→ Artikel Sumber:
──────────────────────────────
Pelabuhan Tuban Strategis sejak Masa Airlangga

Penulis: MI Pada: Rabu, 22 Apr 2015, 00:00 WIB DPR
Pelabuhan Tuban Strategis sejak Masa Airlangga

Antara/Aguk Sudarmojo

KEBERADAAN pembuat kapal motor di sepanjang pantura ini tak bisa dilepaskan dari sejarah di sekitarnya. Yakni, pantai utara dengan segala potensi strategisnya. Lazim diketahui, kawasan pantura Jawa sejak abad ke-11 menjadi lalu lintas perdagangan rempah-rempah dan barang berharga lainnya antarbenua.

Saat itu, Kabupaten Tuban di bawah wilayah kekuasaan Kerajaan Kahuripan dengan rajanya Airlangga. Tidak banyak referensi dan sumber sejarah yang bisa ditemukan untuk mengungkap keberadaan pelabuhan antarnegara di kota tua Tuban. Sama halnya kota-kota lain di Jawa, kajian sejarah yang menyangkut Tuban sangat sulit didapatkan.

R Soeparmo dalam bukunya berjudul Catatan Sejarah 700 Tahun Tuban menyebutkan pada masa Airlangga, aliran Sungai Brantas diperbaiki sehingga perahu-perahu bisa berlabuh di Hujung Galuh, saat ini disebut Surabaya. Pelabuhan Hujung Galuh menjadi pelabuhan utama untuk perniagaan antarpulau, maka pelabuhan antarnegara ditempatkan di Kambang Putih dekat dengan Tuban sekarang ini.
──────────────────────────────
→ Bahan:
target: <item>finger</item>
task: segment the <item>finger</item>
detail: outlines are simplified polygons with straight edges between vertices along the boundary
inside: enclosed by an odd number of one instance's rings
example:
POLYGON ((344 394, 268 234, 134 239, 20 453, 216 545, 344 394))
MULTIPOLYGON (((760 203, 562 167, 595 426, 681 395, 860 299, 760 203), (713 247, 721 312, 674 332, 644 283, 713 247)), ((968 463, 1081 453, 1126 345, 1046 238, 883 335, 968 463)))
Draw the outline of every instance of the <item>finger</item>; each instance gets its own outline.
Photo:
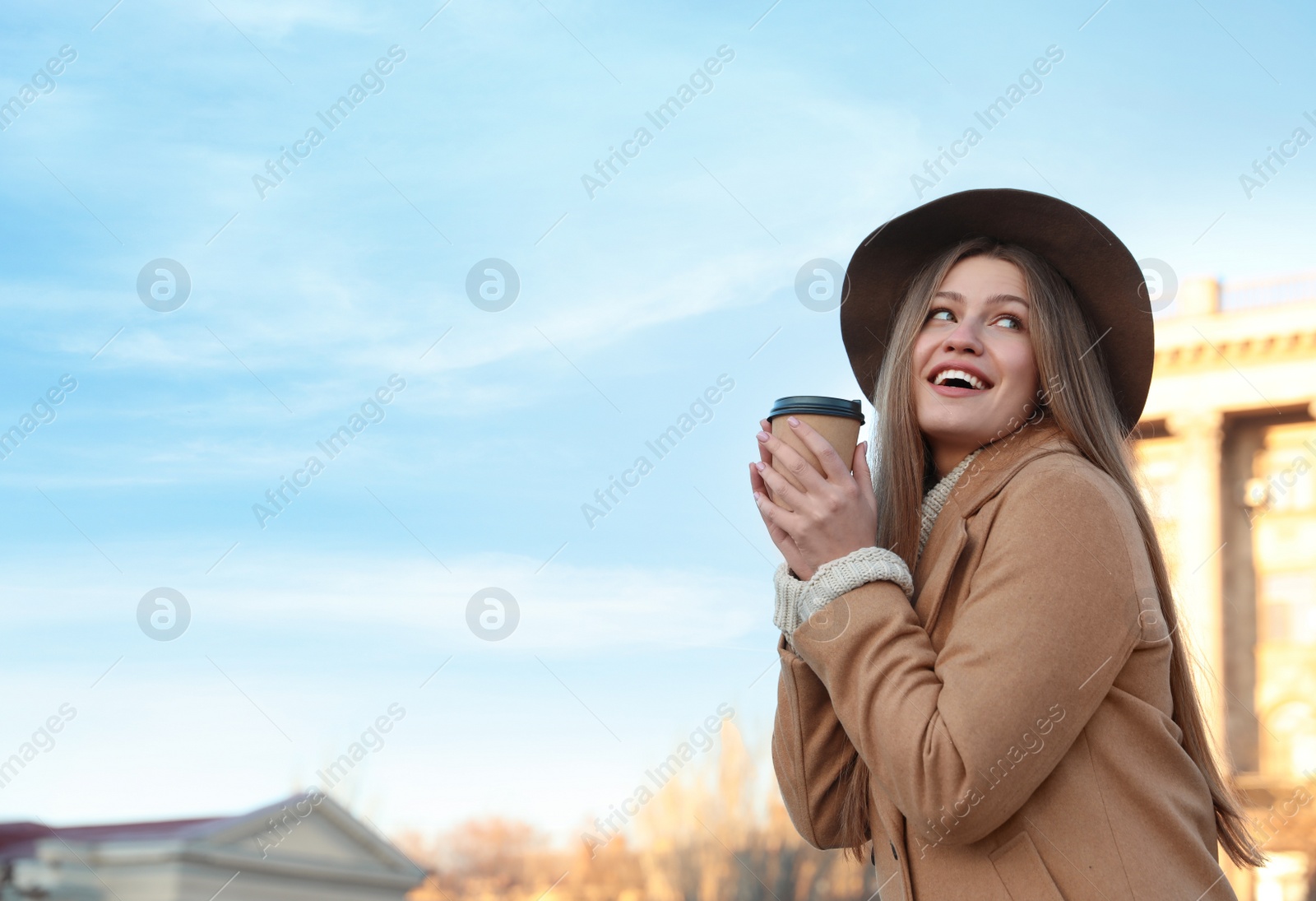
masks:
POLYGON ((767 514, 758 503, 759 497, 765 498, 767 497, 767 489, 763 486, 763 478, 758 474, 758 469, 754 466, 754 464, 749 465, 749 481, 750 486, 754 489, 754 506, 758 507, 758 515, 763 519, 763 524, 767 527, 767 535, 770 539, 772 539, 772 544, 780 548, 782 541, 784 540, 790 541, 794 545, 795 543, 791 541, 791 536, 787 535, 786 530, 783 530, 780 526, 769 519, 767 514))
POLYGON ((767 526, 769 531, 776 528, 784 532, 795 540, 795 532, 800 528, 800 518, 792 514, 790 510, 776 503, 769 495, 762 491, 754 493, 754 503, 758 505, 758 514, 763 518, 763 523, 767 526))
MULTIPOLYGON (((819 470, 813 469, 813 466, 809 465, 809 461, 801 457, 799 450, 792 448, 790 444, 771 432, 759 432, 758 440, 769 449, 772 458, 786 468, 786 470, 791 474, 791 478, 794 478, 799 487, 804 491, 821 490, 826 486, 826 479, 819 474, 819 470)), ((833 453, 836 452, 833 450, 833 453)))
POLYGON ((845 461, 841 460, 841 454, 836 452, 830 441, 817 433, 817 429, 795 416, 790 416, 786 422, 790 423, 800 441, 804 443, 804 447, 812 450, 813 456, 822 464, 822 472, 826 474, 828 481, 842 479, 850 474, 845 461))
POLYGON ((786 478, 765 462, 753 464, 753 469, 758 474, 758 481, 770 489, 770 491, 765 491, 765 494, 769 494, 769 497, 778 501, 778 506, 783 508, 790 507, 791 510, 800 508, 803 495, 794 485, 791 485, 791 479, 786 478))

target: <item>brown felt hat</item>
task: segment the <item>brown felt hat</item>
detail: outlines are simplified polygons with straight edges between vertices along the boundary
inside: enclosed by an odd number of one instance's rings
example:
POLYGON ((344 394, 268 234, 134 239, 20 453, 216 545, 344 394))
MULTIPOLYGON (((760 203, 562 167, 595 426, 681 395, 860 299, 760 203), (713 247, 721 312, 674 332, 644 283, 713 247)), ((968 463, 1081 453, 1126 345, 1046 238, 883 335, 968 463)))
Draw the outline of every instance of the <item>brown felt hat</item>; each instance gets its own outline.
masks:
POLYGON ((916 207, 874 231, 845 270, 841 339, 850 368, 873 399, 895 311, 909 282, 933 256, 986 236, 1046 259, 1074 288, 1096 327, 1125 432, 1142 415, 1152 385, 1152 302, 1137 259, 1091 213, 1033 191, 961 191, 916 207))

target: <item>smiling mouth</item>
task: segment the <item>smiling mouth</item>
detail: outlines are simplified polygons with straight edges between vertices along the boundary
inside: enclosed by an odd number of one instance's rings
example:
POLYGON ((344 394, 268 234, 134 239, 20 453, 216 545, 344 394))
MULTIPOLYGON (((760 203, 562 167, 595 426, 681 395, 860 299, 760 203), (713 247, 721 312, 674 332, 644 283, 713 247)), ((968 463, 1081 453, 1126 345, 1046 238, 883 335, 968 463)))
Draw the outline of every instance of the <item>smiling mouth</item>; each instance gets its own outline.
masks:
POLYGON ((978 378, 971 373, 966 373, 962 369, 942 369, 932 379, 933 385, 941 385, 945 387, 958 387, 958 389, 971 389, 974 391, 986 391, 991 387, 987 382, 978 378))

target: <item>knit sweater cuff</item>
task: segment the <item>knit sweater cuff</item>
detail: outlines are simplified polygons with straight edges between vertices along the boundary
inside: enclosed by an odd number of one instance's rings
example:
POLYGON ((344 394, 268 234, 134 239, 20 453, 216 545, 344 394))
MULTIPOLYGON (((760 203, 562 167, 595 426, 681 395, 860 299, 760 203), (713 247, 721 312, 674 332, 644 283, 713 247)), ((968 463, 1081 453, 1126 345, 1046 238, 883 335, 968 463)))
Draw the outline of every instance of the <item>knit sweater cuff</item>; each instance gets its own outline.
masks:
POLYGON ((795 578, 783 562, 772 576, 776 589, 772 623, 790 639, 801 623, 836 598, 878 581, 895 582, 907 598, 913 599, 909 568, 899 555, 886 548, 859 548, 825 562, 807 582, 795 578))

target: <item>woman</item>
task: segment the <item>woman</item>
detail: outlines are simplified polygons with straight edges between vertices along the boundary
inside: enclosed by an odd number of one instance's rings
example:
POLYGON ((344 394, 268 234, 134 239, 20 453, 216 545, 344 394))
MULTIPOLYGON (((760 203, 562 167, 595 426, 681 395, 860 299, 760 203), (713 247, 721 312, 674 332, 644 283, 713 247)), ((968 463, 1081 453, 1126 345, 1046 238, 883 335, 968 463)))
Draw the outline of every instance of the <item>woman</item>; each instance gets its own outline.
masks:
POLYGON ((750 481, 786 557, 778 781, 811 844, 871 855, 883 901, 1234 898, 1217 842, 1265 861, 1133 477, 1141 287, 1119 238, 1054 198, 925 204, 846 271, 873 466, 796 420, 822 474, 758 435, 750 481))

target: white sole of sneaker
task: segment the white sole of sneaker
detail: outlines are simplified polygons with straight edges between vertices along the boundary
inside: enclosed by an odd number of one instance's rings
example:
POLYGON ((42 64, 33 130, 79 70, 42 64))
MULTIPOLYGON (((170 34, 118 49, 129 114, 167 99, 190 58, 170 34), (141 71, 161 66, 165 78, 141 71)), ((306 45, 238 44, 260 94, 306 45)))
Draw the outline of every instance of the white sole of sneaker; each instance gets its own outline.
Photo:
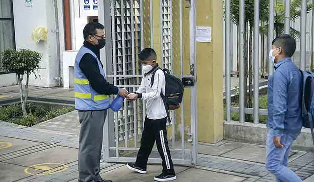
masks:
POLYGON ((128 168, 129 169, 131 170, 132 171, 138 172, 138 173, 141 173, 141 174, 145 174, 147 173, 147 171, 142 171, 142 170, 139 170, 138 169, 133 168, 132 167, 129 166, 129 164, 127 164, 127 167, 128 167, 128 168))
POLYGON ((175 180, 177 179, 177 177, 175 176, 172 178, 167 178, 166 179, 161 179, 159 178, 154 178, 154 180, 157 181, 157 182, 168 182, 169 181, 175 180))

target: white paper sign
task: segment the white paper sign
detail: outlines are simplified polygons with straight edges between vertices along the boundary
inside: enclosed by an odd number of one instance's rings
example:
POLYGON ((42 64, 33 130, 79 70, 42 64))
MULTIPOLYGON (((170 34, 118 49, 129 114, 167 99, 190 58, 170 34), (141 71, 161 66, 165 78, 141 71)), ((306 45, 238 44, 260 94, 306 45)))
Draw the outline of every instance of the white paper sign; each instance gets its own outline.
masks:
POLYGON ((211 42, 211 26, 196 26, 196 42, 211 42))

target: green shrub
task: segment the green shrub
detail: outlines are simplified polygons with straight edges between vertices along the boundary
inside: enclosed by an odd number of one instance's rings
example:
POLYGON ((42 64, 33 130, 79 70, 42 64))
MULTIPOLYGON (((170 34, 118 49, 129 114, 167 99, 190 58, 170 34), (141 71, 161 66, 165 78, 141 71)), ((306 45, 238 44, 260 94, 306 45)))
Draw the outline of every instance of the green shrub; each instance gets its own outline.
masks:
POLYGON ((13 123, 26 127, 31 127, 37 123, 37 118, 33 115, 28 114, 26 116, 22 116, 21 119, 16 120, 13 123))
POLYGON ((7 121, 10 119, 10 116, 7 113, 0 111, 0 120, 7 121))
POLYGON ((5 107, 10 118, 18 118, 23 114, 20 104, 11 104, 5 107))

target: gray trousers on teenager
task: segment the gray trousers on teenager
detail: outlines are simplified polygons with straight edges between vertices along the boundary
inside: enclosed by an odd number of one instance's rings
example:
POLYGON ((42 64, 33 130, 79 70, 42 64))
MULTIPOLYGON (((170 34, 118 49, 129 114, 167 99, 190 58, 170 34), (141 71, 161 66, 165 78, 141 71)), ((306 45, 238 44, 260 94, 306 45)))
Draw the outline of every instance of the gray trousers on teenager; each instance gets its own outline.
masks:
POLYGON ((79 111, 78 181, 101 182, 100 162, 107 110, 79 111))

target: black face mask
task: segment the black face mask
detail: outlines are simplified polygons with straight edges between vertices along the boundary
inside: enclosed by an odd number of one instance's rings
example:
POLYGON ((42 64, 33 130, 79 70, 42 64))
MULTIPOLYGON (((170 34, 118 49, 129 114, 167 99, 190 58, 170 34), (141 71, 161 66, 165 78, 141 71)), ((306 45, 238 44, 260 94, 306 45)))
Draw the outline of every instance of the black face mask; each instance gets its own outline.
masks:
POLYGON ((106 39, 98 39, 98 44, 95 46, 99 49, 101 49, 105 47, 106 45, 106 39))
──────────────────────────────
→ Daftar Tugas:
1. Sebutkan semua nama tempat, termasuk sungai, yang muncul di paragraf terakhir artikel tentang Pelabuhan Tuban.
2. Menurut artikel tentang Pelabuhan Tuban, Hujung Galuh sekarang disebut apa?

→ Jawaban:
1. Sungai Brantas, Hujung Galuh, Surabaya, Kambang Putih, Tuban

2. Surabaya.